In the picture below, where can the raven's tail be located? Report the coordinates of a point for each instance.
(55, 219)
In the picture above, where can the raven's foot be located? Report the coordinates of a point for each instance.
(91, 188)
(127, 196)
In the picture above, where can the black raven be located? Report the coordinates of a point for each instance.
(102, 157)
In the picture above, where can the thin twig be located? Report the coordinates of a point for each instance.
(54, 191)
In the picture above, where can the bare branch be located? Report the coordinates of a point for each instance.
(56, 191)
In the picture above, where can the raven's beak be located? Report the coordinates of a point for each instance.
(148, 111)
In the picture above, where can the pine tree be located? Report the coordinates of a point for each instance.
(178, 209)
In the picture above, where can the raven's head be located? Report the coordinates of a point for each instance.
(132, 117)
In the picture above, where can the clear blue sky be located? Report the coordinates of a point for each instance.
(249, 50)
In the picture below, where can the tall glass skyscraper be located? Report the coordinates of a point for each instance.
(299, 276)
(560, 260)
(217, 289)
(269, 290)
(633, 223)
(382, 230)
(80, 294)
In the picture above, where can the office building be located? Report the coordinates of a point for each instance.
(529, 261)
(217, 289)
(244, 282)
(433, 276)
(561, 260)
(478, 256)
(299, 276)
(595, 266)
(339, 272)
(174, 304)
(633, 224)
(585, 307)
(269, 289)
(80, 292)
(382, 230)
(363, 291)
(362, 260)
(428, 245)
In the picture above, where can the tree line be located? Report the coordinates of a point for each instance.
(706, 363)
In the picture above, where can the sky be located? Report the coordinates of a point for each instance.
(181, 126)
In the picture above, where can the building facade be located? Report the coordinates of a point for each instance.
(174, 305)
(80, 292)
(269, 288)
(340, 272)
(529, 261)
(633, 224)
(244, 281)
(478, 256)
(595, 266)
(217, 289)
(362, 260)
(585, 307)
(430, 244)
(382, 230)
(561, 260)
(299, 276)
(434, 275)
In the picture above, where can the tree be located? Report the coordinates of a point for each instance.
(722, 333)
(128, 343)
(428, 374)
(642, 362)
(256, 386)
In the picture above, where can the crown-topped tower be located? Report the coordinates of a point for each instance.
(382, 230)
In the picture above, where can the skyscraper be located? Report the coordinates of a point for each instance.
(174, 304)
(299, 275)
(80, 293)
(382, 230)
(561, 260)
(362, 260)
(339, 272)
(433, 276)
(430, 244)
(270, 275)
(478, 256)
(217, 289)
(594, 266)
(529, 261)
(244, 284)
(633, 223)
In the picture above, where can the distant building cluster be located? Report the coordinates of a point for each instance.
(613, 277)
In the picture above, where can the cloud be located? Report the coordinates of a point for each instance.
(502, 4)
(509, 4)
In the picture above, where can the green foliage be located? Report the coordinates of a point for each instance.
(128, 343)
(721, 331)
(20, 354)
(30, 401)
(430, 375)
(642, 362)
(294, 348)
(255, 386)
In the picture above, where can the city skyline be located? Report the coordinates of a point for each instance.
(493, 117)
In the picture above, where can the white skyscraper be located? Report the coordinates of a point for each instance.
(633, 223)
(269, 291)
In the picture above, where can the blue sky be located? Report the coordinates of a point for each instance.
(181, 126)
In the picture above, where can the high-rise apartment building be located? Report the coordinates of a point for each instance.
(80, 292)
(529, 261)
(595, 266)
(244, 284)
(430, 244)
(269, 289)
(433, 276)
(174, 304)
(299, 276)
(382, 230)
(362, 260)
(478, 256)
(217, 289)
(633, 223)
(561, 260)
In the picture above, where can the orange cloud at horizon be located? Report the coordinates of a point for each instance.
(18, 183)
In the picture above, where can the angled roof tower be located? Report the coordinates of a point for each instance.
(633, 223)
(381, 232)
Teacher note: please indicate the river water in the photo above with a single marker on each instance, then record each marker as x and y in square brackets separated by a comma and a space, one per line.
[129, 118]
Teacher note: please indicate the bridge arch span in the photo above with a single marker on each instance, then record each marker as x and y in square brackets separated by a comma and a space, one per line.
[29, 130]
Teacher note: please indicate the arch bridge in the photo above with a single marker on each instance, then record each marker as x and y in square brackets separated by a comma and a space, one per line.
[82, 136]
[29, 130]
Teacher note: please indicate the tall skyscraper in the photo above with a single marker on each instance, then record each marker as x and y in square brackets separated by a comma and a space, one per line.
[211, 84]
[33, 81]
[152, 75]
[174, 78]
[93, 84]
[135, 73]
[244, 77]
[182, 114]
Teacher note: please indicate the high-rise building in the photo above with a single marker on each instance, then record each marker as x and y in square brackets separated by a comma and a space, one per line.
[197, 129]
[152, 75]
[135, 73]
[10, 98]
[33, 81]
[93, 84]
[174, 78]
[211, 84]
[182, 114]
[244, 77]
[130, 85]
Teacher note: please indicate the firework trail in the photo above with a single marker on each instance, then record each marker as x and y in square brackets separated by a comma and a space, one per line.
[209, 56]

**Written task:** Extract every record and return it verbatim.

**Reply to the exercise:**
In the picture below, where can the raven's tail be located? Report the coordinates of a point for each instance.
(55, 219)
In the picture above, where can the raven's foot be located? Report the coordinates of a point for each instance.
(91, 188)
(127, 196)
In the picture above, where can the black raven be located? Report the coordinates of a point for each instance.
(102, 157)
In the picture above, where can the thin twig be located? Report the coordinates of a point for each instance.
(54, 191)
In the picture above, where can the bare branch be located? Report the coordinates of a point for each instance.
(56, 191)
In the picture above, where can the raven's beak be located? Report the coordinates of a point for each instance.
(148, 111)
In the picture above, where can the pine tree be located? Report the coordinates of a point for each instance.
(178, 209)
In the picture above, where can the raven's head be located? Report the coordinates of a point for each instance.
(132, 117)
In the picture above, where can the clear blue sky be located? Report the coordinates of a point for each instance.
(249, 50)
In the picture below, where can the tall glass skyscraper be located? Report the coordinates of a point for each instance.
(299, 276)
(560, 260)
(217, 289)
(269, 290)
(633, 223)
(382, 230)
(80, 294)
In the picture above, where can the office building be located? Report the coordinates of a point for each instance.
(529, 261)
(217, 289)
(244, 282)
(433, 276)
(561, 260)
(478, 256)
(299, 276)
(595, 266)
(339, 272)
(174, 304)
(633, 224)
(585, 307)
(269, 289)
(80, 292)
(382, 230)
(363, 291)
(362, 260)
(428, 245)
In the picture above, where can the tree line be located? Report the coordinates of a point for each instance.
(706, 363)
In the picture above, where can the sky be located? Report the coordinates of a point for each instance.
(181, 126)
In the picture above, where can the building facade be located? Report the coordinates of a point for each instance.
(174, 305)
(80, 292)
(269, 288)
(340, 272)
(529, 261)
(633, 224)
(244, 281)
(478, 256)
(595, 266)
(217, 289)
(362, 260)
(585, 307)
(430, 244)
(382, 230)
(561, 260)
(299, 276)
(434, 275)
In the picture above, where can the tree be located? Report the coordinates of a point for each instance.
(722, 333)
(128, 343)
(428, 374)
(642, 362)
(256, 386)
In the picture above, where can the crown-topped tower be located? Report the coordinates of a point for each instance.
(382, 230)
In the picture above, where can the skyscraper be located? Report the coordinates of a point for each instance.
(174, 304)
(299, 275)
(80, 293)
(382, 230)
(561, 260)
(362, 260)
(339, 272)
(433, 276)
(430, 244)
(270, 275)
(478, 256)
(217, 289)
(594, 266)
(529, 261)
(244, 284)
(633, 223)
In the picture above, where can the distant building cluster be located? Report the coordinates of a point for each instance.
(613, 277)
In the picture above, where can the cloud be located? Report the coordinates of a point for each instance.
(502, 4)
(509, 4)
In the picture above, where can the green foliage be located? Report the coordinates of a point for each instance.
(128, 343)
(721, 331)
(20, 354)
(30, 401)
(430, 375)
(642, 362)
(294, 348)
(255, 386)
In the picture above, where can the city skyline be located? Report the coordinates of a point for each instance.
(493, 117)
In the picture above, where can the white skyscraper be located? Report the coordinates of a point for each instance.
(633, 223)
(269, 291)
In the picture above, where can the blue sky be located? Report the coordinates of a point for each instance.
(181, 126)
In the picture above, where can the high-rise apartment building be located? Report the coordinates of a point for each instance.
(80, 292)
(529, 261)
(595, 266)
(244, 284)
(430, 244)
(269, 289)
(433, 276)
(174, 304)
(299, 276)
(382, 230)
(362, 260)
(478, 256)
(217, 289)
(633, 223)
(561, 260)
In the picture above, where can the orange cloud at horizon be located? Report the coordinates of a point for each instance.
(18, 183)
In the picture above, where can the angled roof tower be located? Report the coordinates of a point for each instance.
(633, 223)
(381, 232)
Teacher note: please indicate the river water in the photo above with a single marker on each instance, then record each marker as x and y in square brackets separated by a comma and a space, one per line.
[129, 118]
Teacher note: please indicate the bridge arch span in the photo above with a single marker on each instance, then record each marker as x and y in square brackets separated by a comma and a space, one per line.
[29, 130]
Teacher note: please indicate the arch bridge in the photo above with a single marker on each instance, then record each marker as x and y in square brackets separated by a comma and a space, one per line.
[82, 136]
[29, 130]
Teacher note: please indicate the tall skyscraper in the photo above with a single marker on each instance, then record each marker as x and y in square brackets separated by a comma and a space, one per line.
[211, 84]
[33, 81]
[152, 75]
[174, 78]
[93, 84]
[135, 73]
[244, 77]
[182, 114]
Teacher note: please indicate the high-rise building in the photo above with a single marker on each instance, then record each marker as x and y in square brackets separated by a comma and a space, one per line.
[197, 129]
[152, 75]
[135, 73]
[10, 98]
[33, 81]
[93, 84]
[174, 78]
[211, 84]
[182, 114]
[244, 77]
[130, 85]
Teacher note: please indicate the firework trail in the photo above with a single marker on each instance, then record each marker as x and y in square brackets separated by a comma and a space, one per line.
[209, 56]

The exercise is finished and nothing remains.